- Written task
Set down, word for word, the passage of the validity table from "Useful when the" to "perfectly true values.".

Skip to main content

Table 1 Description of terms for validity and reliability in PA and SB measurement

From: Should we reframe how we think about physical activity and sedentary behaviour measurement? Validity and reliability reconsidered

Validity – the extent to which a measurement is representative of the true scientific value; taking “true” to mean an exact representation of what happened, free from all possible sources of error or bias.

Test validity (or Construct validity) – a combined assessment of face, content, and [concurrent, convergent or criterion]validity for your measure within the desired or utilised study population.

 Face validity

The extent to which a measure looks like it will, or appears to, provide the desired information. Assessed by expert consensus and theoretical consideration.

Likewise for the proposed data processing and generation of outcome variables. Assessed by expert consensus and theoretical consideration.

 Content validity

The extent to which a measure covers all aspects of the intended behavioural or physiological domains or dimensions (see Fig. 1). Assessed by examination of domain or dimension of interest.

Likewise for the proposed data processing and generation of outcome variables.

 Convergent validity

The extent of the agreement with another (non-criterion) measure that should assess the same PA or SB parameter based on face and content validity. Assessed quantitatively.

Useful when the criterion is very resource intensive.

This approach also allows assessment of whether the measures can be used interchangeably, or the data from the two measures pooled or otherwise compared.

 Criterion validity

The extent of the agreement between a measure and another already held as being a criterion or gold standard. Assessed quantitatively. Called absolute validity when compared to measure known to provide perfectly true values.

 Concurrent validity

Assessment of convergent or criterion validity when measures taken at same time.

 Predictive validity

Assessment of convergent or criterion validity when measures taken at different times.

Experimental validity – a combined assessment of internal and external validity to determine whether conclusions drawn from the data are free from bias and generalizable to wider populations.

 Internal validity

The extent to which conclusions drawn from the experimental data are free from confounding issues which cause bias such as reactivity and missing data; similar to methodological quality. Assessed by examination of relevant issues.

 External validity

The extent to which conclusions drawn from the data are generalizable to the wider populations. Assessed by examination of age, sex, ethnic origin, socio-economic status, etc., of study sample.

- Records

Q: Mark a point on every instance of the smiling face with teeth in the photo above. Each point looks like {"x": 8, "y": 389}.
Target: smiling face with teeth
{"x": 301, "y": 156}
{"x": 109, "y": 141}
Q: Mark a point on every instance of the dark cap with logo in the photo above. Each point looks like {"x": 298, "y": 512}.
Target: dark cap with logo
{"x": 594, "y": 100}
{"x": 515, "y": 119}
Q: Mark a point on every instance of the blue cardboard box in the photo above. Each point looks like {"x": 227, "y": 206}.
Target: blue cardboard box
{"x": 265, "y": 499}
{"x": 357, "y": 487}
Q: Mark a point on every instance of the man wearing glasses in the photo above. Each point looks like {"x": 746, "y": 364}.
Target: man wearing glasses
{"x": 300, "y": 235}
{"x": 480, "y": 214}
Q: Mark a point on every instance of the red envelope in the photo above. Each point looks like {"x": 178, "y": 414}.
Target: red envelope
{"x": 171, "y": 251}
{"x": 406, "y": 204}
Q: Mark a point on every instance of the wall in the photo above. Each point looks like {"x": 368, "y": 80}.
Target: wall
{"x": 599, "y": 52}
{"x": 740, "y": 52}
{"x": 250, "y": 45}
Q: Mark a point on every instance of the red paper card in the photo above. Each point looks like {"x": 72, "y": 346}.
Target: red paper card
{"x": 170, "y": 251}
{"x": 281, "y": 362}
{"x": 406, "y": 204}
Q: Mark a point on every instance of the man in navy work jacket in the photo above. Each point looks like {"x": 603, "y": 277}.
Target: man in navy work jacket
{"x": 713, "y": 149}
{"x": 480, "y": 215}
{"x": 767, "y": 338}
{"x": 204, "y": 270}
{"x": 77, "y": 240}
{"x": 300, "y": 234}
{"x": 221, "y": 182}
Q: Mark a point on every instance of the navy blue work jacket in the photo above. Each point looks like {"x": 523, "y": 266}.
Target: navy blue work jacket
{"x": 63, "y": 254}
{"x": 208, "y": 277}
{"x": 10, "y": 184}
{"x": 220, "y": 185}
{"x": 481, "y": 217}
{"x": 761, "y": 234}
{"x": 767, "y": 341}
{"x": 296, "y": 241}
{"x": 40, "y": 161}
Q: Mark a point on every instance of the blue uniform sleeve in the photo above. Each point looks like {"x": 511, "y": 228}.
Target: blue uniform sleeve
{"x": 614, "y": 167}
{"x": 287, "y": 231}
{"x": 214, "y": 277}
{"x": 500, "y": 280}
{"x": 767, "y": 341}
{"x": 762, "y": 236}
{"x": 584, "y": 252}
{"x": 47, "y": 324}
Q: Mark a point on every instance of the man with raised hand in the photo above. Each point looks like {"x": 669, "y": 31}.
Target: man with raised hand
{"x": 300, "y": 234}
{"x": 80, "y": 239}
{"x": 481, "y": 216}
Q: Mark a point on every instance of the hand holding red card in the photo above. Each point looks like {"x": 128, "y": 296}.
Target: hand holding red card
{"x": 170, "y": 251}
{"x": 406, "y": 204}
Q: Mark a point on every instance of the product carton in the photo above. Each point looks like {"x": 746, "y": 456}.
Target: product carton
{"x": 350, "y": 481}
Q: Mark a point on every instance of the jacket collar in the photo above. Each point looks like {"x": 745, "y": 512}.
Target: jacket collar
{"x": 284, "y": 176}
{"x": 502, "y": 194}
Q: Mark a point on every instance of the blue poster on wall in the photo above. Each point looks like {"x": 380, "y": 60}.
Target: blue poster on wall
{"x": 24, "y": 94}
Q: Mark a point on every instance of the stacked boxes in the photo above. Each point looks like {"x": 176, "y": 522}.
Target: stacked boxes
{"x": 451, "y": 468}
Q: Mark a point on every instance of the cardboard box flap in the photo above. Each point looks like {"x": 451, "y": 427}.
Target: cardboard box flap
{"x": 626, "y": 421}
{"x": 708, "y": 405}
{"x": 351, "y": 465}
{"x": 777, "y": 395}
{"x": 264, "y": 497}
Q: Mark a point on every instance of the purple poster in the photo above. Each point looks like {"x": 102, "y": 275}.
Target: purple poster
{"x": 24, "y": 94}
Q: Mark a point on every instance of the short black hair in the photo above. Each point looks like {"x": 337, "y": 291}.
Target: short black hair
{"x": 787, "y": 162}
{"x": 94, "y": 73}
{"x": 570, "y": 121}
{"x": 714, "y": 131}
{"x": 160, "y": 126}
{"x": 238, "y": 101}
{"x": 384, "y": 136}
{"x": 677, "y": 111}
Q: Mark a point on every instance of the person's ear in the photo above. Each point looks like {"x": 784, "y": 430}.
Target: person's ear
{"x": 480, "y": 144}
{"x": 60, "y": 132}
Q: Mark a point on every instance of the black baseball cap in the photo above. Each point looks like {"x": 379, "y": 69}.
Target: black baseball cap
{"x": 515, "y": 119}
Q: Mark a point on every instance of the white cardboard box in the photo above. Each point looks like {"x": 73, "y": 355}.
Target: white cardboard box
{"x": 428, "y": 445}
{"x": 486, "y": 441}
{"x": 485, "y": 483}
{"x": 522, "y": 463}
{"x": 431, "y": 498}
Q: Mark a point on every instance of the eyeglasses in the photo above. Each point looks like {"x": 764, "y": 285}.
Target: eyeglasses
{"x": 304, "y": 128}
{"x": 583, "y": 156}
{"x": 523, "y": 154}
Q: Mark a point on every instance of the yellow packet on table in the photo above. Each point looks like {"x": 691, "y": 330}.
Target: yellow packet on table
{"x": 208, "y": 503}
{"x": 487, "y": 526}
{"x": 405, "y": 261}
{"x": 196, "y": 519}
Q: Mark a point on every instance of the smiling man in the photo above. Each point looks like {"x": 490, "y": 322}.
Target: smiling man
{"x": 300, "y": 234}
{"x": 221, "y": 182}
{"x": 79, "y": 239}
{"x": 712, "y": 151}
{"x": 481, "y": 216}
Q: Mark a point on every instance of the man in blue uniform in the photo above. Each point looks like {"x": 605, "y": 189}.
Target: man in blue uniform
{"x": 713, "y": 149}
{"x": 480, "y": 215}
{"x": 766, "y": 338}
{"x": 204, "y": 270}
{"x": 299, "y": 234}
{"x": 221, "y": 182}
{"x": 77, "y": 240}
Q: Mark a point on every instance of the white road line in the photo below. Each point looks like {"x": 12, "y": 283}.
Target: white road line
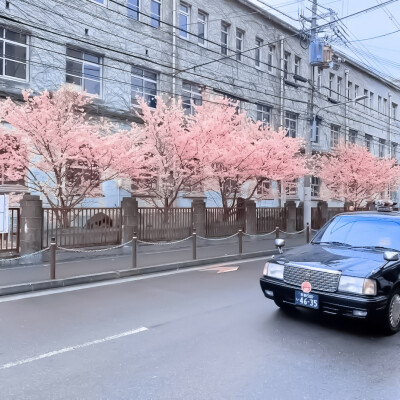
{"x": 72, "y": 348}
{"x": 49, "y": 292}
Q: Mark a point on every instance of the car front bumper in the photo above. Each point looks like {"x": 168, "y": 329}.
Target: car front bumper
{"x": 330, "y": 303}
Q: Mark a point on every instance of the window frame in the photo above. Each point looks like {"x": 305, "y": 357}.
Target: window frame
{"x": 144, "y": 79}
{"x": 187, "y": 16}
{"x": 154, "y": 17}
{"x": 3, "y": 58}
{"x": 205, "y": 27}
{"x": 239, "y": 38}
{"x": 131, "y": 10}
{"x": 83, "y": 61}
{"x": 291, "y": 117}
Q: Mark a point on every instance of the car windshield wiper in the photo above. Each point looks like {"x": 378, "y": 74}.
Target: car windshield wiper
{"x": 375, "y": 248}
{"x": 334, "y": 243}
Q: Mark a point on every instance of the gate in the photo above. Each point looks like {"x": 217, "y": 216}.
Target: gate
{"x": 80, "y": 227}
{"x": 10, "y": 241}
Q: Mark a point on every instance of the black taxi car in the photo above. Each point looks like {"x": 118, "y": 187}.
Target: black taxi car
{"x": 350, "y": 268}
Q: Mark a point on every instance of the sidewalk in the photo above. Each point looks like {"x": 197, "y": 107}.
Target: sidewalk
{"x": 70, "y": 264}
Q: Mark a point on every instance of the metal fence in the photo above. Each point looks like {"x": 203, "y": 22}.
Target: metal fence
{"x": 159, "y": 224}
{"x": 80, "y": 227}
{"x": 220, "y": 223}
{"x": 10, "y": 241}
{"x": 269, "y": 218}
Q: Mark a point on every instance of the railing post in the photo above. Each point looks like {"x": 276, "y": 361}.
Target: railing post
{"x": 194, "y": 243}
{"x": 240, "y": 236}
{"x": 134, "y": 250}
{"x": 53, "y": 248}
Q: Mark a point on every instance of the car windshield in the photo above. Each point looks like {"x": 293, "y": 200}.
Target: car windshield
{"x": 362, "y": 231}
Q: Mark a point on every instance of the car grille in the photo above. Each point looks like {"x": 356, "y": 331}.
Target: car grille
{"x": 320, "y": 280}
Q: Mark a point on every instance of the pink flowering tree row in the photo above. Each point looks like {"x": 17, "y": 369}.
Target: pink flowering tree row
{"x": 67, "y": 155}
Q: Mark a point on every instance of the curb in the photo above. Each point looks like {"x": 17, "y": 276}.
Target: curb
{"x": 104, "y": 276}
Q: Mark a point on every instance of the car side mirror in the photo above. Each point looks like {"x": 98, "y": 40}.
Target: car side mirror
{"x": 279, "y": 243}
{"x": 391, "y": 256}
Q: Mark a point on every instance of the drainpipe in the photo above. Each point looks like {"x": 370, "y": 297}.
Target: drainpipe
{"x": 282, "y": 91}
{"x": 174, "y": 11}
{"x": 346, "y": 106}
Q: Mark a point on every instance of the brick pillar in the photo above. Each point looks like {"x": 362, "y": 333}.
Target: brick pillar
{"x": 31, "y": 224}
{"x": 199, "y": 217}
{"x": 322, "y": 212}
{"x": 290, "y": 216}
{"x": 250, "y": 217}
{"x": 130, "y": 218}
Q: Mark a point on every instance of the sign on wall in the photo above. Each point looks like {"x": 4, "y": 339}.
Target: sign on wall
{"x": 4, "y": 213}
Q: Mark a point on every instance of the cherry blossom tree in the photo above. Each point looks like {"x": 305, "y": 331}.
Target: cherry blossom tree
{"x": 352, "y": 173}
{"x": 68, "y": 154}
{"x": 168, "y": 161}
{"x": 239, "y": 155}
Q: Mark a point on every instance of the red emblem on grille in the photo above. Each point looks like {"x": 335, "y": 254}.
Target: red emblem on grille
{"x": 306, "y": 287}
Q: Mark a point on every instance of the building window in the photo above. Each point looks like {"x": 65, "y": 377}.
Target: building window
{"x": 133, "y": 9}
{"x": 297, "y": 65}
{"x": 202, "y": 28}
{"x": 291, "y": 188}
{"x": 224, "y": 38}
{"x": 291, "y": 124}
{"x": 315, "y": 138}
{"x": 315, "y": 186}
{"x": 13, "y": 54}
{"x": 335, "y": 135}
{"x": 368, "y": 142}
{"x": 264, "y": 188}
{"x": 271, "y": 50}
{"x": 239, "y": 44}
{"x": 286, "y": 62}
{"x": 84, "y": 71}
{"x": 155, "y": 13}
{"x": 349, "y": 87}
{"x": 144, "y": 84}
{"x": 191, "y": 96}
{"x": 331, "y": 78}
{"x": 366, "y": 99}
{"x": 353, "y": 136}
{"x": 319, "y": 78}
{"x": 184, "y": 20}
{"x": 264, "y": 114}
{"x": 382, "y": 144}
{"x": 394, "y": 150}
{"x": 257, "y": 53}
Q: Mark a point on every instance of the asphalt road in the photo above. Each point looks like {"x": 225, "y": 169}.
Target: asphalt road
{"x": 188, "y": 335}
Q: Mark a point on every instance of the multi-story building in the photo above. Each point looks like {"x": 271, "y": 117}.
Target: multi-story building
{"x": 118, "y": 49}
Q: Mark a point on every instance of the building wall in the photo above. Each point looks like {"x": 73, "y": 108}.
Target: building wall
{"x": 123, "y": 42}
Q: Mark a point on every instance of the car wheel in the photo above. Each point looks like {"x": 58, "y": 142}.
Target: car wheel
{"x": 392, "y": 313}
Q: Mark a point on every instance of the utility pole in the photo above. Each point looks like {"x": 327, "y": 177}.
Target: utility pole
{"x": 307, "y": 178}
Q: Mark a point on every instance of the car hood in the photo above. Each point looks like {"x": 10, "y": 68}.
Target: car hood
{"x": 351, "y": 262}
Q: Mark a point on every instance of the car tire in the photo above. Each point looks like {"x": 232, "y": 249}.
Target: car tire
{"x": 391, "y": 316}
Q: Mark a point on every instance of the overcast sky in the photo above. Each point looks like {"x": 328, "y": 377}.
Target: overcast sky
{"x": 382, "y": 54}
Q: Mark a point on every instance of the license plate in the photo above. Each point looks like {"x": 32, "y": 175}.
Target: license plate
{"x": 306, "y": 299}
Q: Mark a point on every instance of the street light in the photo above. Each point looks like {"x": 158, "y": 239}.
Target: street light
{"x": 307, "y": 179}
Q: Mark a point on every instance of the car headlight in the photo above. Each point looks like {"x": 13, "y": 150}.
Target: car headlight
{"x": 273, "y": 270}
{"x": 357, "y": 285}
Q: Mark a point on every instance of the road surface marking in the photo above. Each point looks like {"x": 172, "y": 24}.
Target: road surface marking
{"x": 72, "y": 348}
{"x": 220, "y": 269}
{"x": 14, "y": 297}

- Result
Useful when the criterion is very resource intensive.

This approach also allows assessment of whether the measures can be used interchangeably, or the data from the two measures pooled or otherwise compared.

 Criterion validity

The extent of the agreement between a measure and another already held as being a criterion or gold standard. Assessed quantitatively. Called absolute validity when compared to measure known to provide perfectly true values.